(Part of a data file)
§ §
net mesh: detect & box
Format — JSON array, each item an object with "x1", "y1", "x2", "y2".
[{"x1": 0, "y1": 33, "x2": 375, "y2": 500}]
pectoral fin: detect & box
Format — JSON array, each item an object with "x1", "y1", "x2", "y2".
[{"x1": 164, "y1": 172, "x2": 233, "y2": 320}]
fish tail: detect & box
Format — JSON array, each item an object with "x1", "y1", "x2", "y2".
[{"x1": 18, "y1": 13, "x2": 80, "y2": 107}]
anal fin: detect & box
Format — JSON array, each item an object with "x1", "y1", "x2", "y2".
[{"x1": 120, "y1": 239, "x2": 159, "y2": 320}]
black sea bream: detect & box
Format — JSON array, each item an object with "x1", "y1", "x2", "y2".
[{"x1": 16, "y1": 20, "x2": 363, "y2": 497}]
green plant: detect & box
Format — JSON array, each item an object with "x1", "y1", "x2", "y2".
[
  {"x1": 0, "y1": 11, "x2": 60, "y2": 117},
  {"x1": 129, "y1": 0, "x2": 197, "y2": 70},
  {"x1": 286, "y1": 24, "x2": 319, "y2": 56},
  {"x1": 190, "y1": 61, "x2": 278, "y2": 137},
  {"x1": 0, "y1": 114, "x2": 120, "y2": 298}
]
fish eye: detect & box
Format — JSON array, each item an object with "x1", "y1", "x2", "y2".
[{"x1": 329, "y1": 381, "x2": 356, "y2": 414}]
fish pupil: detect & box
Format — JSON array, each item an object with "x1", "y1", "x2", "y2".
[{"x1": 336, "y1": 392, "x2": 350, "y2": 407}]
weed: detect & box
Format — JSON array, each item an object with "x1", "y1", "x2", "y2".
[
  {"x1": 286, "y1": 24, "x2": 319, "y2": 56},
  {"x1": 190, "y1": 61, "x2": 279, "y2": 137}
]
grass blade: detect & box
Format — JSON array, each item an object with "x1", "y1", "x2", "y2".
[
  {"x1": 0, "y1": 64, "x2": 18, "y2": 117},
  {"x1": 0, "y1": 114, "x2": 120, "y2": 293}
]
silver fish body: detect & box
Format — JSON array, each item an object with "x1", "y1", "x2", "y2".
§ §
→ Task requirements: Collect every line of the records above that contains the word "fish", and list those lines.

→ Result of this exercise:
fish tail: detect & box
fish eye: detect & box
fish pupil: detect & box
silver fish body: detect & box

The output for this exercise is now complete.